* _PASSAGE_:
# # # #

This piece of documentation is **really** valuable, thanks a lot for
taking the time to write it.

> +
> +mod gen_disk;
> +mod operations;
> +mod raw_writer;
> +mod request;
> +mod tag_set;
> +
> +pub use gen_disk::GenDisk;
> +pub use operations::Operations;
> +pub use request::{Request, RequestDataRef};
> +pub use tag_set::TagSet;
> diff --git a/rust/kernel/block/mq/gen_disk.rs b/rust/kernel/block/mq/gen_disk.rs
> new file mode 100644
> index 000000000000..b7845fc9e39f
> --- /dev/null
> +++ b/rust/kernel/block/mq/gen_disk.rs
> @@ -0,0 +1,174 @@
> +// SPDX-License-Identifier: GPL-2.0
> +
> +//! Generic disk abstraction.
> +//!
> +//! C header: [`include/linux/blkdev.h`](srctree/include/linux/blkdev.h)
> +//! C header: [`include/linux/blk_mq.h`](srctree/include/linux/blk_mq.h)
> +
> +use crate::block::mq::{raw_writer::RawWriter, Operations, TagSet};
> +use crate::{
> +    bindings, error::from_err_ptr, error::Result, sync::Arc, types::ForeignOwnable,
> +    types::ScopeGuard,
> +};
> +use core::fmt::{self, Write};
> +
> +/// A generic block device
> +///
> +/// # Invariants
> +///
> +///  - `gendisk` must always point to an initialized and valid `struct gendisk`.

# # # #

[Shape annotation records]
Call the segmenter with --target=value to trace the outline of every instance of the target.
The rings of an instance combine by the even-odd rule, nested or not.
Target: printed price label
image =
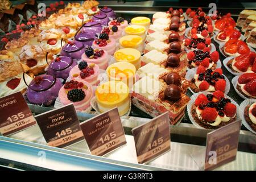
[[[80,127],[93,155],[102,156],[126,143],[117,107],[81,123]]]
[[[205,170],[212,170],[236,159],[241,121],[207,134]]]
[[[168,112],[133,129],[131,131],[139,163],[151,160],[171,149]]]
[[[63,148],[84,139],[72,104],[35,117],[49,146]]]
[[[0,133],[3,136],[36,124],[21,92],[0,98]]]

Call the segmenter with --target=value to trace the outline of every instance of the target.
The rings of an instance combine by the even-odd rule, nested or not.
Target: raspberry
[[[203,120],[207,122],[214,121],[218,116],[218,114],[214,108],[206,107],[201,113],[201,117]]]
[[[189,52],[187,55],[188,59],[191,61],[193,60],[195,55],[196,54],[193,51]]]
[[[209,83],[207,81],[203,81],[199,85],[199,89],[201,90],[206,90],[209,88],[209,86],[210,86],[210,85],[209,84]]]
[[[222,97],[224,97],[224,93],[223,92],[220,90],[216,90],[213,94],[213,96],[218,100],[221,99]]]
[[[203,94],[201,94],[197,96],[197,98],[195,101],[195,105],[199,106],[201,104],[206,103],[207,101],[207,96]]]
[[[221,90],[225,92],[226,89],[226,80],[224,79],[220,79],[215,82],[214,85],[215,90]]]
[[[224,113],[228,117],[233,117],[237,112],[237,106],[232,103],[228,102],[224,106]]]

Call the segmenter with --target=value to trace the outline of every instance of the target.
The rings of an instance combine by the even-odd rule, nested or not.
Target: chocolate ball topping
[[[176,85],[179,86],[181,82],[181,78],[177,73],[170,73],[166,76],[164,78],[168,85]]]
[[[181,97],[181,91],[176,85],[167,86],[164,91],[164,98],[170,101],[177,101]]]
[[[180,64],[180,57],[175,53],[171,53],[167,58],[167,66],[176,67]]]

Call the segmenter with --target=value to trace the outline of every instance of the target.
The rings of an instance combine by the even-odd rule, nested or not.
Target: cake
[[[101,113],[117,107],[119,115],[122,116],[130,109],[129,89],[122,81],[110,81],[101,84],[97,88],[96,97]]]
[[[92,85],[80,80],[67,81],[59,92],[58,98],[64,105],[72,103],[76,111],[82,111],[90,106]]]
[[[100,67],[94,63],[87,64],[86,61],[81,61],[73,67],[69,72],[71,80],[80,81],[84,80],[92,85],[97,85],[99,83],[98,76],[100,74]]]
[[[88,47],[82,55],[82,60],[88,64],[97,64],[100,69],[106,69],[109,65],[109,55],[104,49],[93,49]]]
[[[191,110],[188,111],[195,122],[207,129],[218,129],[235,121],[237,117],[237,106],[221,91],[199,94]]]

# # # #

* _REQUIRED TASK 1_: List every module declared with a `mod` line in the patch review.
* _REQUIRED TASK 2_: Which SPDX license identifier does the new gen_disk.rs file carry in the patch review?
The records have no connection to the patch review.

* _FINISHED ANSWER 1_: gen_disk, operations, raw_writer, request, tag_set

* _FINISHED ANSWER 2_: GPL-2.0